## Work required
Write out the lines from the one containing "For the scoring pass, find every instance of the blurred" through the one containing "[[699, 66]]", word for word, and nothing else.

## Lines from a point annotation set
☆ ☆ ☆ ☆ ☆
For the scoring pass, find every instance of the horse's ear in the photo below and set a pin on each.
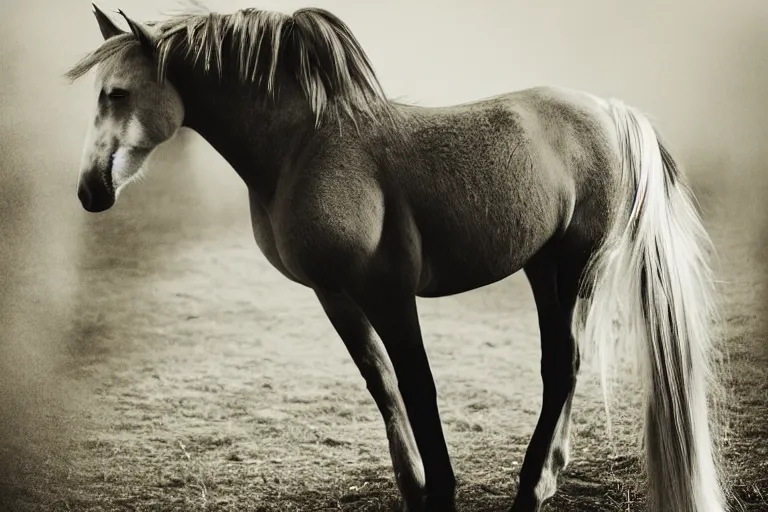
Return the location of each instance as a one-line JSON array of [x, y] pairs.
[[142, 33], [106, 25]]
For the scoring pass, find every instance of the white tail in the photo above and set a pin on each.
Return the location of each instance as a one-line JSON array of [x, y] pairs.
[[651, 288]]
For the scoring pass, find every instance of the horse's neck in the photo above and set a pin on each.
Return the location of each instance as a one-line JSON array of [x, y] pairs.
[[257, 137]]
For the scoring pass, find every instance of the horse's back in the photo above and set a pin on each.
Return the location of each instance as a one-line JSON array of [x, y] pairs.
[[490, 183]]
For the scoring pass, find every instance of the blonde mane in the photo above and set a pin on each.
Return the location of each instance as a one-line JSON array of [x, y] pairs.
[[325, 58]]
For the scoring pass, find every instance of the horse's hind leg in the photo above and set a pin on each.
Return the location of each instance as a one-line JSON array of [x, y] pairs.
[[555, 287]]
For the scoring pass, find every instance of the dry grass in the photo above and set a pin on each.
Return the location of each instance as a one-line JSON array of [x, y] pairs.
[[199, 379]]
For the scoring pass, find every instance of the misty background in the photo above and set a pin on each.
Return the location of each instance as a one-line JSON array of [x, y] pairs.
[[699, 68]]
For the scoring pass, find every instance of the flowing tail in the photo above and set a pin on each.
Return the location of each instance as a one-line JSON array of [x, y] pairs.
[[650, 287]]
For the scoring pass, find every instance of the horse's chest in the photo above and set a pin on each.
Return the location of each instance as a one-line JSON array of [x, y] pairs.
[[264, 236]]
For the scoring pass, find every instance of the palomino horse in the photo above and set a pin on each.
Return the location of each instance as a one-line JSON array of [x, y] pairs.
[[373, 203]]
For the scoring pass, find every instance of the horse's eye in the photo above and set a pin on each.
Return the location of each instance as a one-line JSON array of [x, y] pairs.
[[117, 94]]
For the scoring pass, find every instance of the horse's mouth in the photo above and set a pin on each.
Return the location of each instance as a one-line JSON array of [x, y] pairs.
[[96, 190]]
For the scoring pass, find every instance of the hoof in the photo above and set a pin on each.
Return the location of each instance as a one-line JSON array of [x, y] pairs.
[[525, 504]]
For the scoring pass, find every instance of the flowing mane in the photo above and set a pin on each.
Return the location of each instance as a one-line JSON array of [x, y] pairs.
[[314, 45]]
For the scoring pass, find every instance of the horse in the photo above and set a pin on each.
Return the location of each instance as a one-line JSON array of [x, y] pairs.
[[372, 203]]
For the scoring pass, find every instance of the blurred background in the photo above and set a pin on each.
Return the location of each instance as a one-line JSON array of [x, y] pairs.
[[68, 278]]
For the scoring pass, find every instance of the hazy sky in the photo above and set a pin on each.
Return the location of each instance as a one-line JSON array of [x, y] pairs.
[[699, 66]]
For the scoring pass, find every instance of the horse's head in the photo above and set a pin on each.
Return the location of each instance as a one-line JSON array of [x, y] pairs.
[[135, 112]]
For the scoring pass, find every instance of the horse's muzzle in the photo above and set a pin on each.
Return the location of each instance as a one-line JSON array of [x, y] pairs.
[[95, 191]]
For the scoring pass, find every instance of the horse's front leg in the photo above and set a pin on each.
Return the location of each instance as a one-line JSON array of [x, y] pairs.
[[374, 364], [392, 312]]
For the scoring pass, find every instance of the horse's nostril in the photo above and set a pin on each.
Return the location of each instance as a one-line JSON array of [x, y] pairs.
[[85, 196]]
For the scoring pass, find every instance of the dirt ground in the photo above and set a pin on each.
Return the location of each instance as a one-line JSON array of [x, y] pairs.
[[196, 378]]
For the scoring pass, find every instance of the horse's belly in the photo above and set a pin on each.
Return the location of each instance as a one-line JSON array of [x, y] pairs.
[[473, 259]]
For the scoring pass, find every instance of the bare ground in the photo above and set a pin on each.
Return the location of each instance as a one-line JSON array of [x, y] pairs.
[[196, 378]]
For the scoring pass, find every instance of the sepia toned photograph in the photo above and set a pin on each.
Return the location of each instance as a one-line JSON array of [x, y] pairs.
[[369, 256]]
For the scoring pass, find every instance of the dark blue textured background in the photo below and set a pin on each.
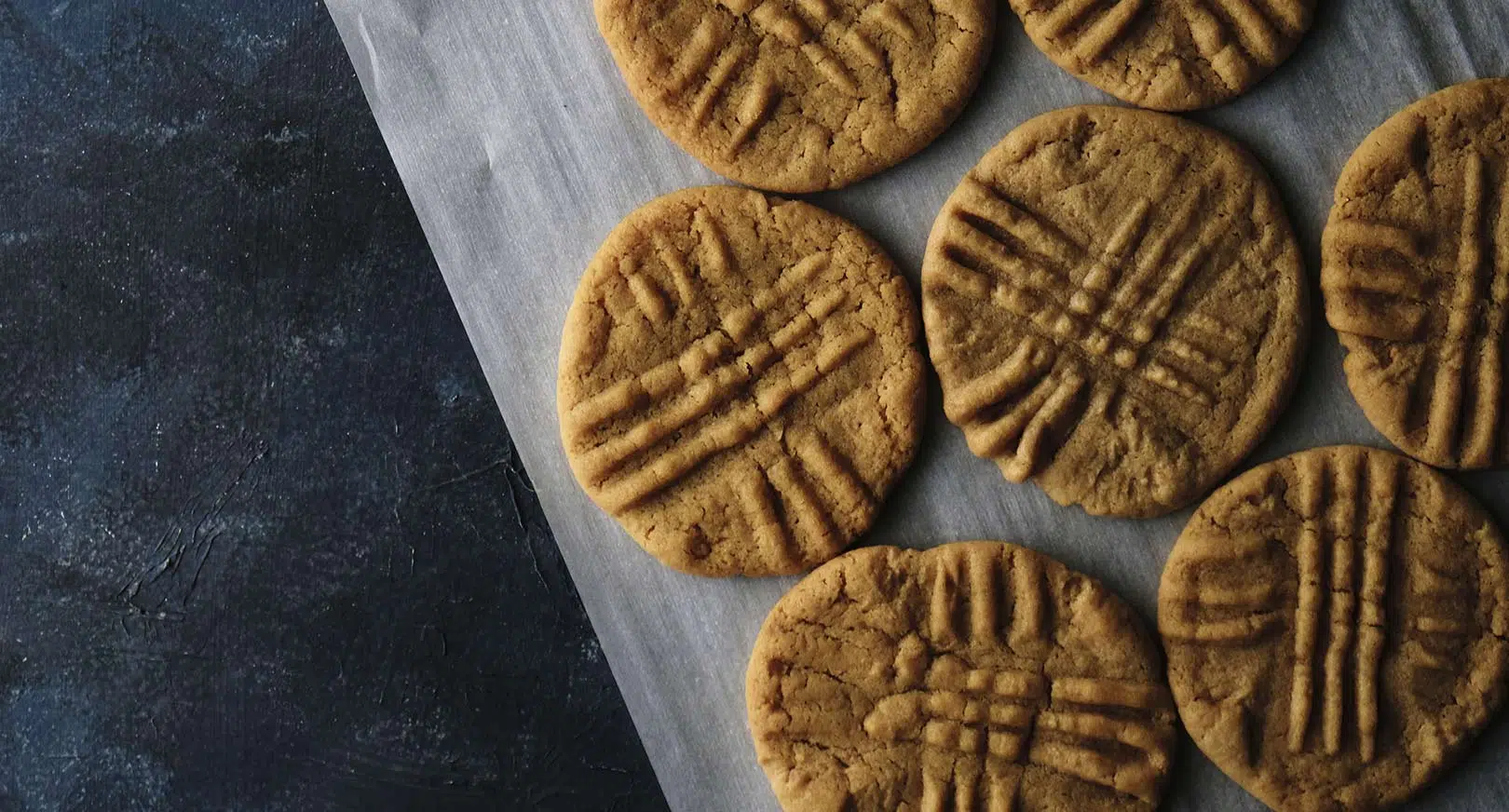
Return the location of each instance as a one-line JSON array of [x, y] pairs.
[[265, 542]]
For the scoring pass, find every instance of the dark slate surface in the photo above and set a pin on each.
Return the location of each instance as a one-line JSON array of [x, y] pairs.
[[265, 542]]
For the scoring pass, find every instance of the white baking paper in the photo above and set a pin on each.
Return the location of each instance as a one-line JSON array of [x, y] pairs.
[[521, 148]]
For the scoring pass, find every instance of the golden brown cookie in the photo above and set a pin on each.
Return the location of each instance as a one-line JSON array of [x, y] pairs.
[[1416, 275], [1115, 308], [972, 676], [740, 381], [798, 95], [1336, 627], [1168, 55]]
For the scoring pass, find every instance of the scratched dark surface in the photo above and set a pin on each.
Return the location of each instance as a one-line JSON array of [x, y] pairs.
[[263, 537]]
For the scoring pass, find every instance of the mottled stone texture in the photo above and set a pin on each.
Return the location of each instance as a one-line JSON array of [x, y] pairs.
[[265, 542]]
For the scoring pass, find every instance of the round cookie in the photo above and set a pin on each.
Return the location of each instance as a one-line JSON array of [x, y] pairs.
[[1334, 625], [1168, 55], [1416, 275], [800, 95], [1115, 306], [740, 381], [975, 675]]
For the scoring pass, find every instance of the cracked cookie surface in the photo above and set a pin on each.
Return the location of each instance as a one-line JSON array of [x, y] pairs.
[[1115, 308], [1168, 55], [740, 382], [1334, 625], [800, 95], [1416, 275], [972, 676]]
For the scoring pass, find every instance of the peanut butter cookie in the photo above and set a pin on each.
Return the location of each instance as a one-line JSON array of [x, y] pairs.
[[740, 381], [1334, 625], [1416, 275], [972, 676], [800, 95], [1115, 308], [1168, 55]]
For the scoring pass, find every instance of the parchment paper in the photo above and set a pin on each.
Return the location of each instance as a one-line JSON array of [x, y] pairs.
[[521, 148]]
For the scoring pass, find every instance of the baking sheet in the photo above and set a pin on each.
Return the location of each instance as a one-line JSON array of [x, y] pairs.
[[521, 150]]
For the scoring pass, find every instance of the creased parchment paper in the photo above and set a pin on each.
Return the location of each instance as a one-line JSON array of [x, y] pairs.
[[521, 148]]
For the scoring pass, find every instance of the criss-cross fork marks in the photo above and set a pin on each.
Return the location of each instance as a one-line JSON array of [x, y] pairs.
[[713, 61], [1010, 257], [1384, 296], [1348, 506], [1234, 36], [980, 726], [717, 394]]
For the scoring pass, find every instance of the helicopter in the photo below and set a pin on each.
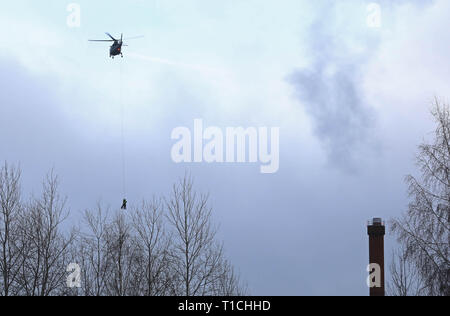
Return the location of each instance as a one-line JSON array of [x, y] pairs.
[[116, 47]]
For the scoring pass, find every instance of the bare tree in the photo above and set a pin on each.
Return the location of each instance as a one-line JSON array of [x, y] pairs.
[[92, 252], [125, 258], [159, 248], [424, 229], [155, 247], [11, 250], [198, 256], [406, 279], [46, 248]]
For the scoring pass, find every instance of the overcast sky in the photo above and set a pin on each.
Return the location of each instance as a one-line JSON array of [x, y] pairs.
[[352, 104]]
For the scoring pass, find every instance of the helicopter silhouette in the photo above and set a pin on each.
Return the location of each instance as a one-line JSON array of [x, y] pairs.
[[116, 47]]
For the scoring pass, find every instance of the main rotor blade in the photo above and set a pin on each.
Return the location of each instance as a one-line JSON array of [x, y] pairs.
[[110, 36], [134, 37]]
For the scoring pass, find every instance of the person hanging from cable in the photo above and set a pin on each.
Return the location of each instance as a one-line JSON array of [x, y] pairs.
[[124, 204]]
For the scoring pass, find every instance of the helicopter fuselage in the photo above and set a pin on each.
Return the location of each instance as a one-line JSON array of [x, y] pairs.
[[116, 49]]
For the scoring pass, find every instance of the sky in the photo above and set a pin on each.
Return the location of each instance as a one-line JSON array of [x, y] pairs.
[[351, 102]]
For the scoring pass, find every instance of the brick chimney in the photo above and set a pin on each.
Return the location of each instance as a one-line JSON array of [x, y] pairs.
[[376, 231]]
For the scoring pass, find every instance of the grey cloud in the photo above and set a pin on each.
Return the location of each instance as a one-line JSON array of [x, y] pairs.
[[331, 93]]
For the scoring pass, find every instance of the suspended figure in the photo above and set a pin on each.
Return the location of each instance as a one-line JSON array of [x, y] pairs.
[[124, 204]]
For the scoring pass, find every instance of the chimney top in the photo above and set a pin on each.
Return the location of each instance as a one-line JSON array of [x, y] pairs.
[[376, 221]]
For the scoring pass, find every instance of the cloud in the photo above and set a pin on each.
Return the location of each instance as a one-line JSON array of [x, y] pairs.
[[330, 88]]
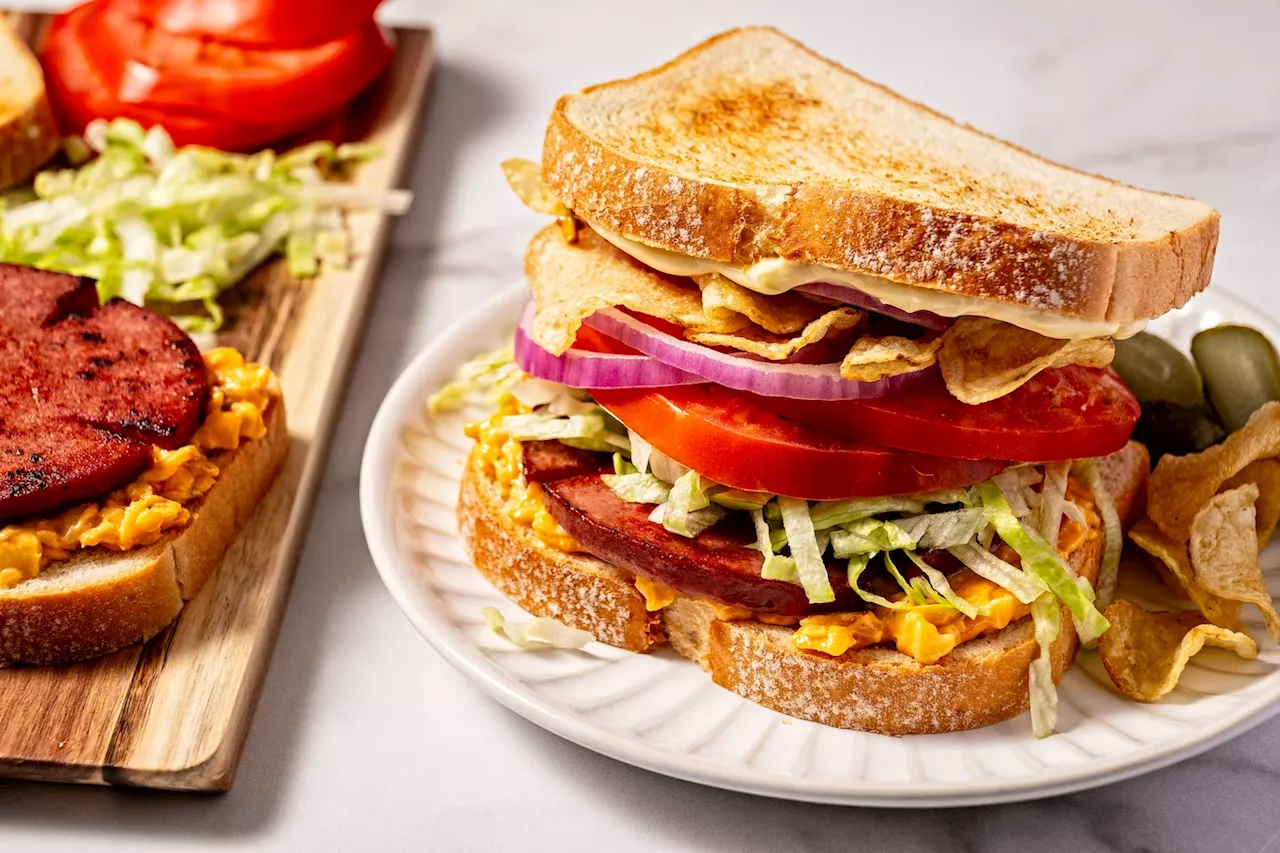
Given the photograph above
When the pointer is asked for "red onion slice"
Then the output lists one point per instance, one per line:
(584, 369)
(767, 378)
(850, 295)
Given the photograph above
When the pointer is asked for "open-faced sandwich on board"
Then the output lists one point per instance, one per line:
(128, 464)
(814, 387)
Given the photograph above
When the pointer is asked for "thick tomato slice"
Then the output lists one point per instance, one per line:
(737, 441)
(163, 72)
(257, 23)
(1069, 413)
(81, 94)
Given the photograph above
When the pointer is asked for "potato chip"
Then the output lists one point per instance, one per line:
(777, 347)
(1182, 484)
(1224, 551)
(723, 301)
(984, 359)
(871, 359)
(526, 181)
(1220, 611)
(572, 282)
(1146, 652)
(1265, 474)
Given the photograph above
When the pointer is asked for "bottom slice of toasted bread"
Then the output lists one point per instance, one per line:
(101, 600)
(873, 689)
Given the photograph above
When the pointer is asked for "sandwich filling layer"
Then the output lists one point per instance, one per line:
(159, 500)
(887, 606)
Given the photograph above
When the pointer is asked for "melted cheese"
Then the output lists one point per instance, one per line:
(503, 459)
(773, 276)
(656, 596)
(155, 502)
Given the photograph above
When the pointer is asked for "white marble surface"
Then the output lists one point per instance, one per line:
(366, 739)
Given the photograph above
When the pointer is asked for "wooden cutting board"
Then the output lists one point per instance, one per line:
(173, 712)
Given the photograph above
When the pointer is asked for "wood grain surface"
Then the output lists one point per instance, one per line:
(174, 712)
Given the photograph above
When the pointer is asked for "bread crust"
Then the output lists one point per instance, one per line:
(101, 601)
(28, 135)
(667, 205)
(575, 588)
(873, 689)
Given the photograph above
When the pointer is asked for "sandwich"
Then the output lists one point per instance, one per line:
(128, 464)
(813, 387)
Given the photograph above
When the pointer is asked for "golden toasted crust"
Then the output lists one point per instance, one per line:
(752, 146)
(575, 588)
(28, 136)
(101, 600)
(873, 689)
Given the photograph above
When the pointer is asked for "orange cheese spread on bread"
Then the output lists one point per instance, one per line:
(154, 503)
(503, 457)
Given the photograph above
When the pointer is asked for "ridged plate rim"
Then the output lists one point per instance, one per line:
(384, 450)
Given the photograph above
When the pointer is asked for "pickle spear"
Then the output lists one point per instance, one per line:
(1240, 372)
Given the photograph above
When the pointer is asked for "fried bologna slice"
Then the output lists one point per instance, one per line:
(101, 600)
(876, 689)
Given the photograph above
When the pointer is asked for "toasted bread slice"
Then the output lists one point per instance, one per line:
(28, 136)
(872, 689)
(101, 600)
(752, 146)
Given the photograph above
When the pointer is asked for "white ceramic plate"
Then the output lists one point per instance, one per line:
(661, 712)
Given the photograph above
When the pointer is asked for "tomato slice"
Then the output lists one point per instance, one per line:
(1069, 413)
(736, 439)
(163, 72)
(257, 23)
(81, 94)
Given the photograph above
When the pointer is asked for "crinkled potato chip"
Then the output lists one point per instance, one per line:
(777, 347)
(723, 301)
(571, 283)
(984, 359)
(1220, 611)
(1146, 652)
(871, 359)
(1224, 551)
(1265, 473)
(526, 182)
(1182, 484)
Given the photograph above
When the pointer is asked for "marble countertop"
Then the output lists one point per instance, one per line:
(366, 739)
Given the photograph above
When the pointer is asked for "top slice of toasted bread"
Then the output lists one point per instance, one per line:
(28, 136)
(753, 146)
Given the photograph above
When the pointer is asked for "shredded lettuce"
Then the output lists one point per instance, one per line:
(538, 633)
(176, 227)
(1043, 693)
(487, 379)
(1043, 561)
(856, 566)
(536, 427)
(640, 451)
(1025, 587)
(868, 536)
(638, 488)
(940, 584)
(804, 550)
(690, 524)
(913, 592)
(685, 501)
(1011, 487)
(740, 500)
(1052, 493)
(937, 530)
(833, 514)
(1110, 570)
☆ ☆ ☆ ☆ ☆
## Written answer
For the scoring pass, find every instance of the blurred background in the photo above and set a pin on each.
Return the location of each instance as a one-line JSON array of [x, y] pairs.
[[68, 278]]
For the scoring pass, find every instance of the hazy sky in the photo above and set a pin on each.
Return the location of each instance as a one-line JSON array of [x, y] pairs.
[[699, 66]]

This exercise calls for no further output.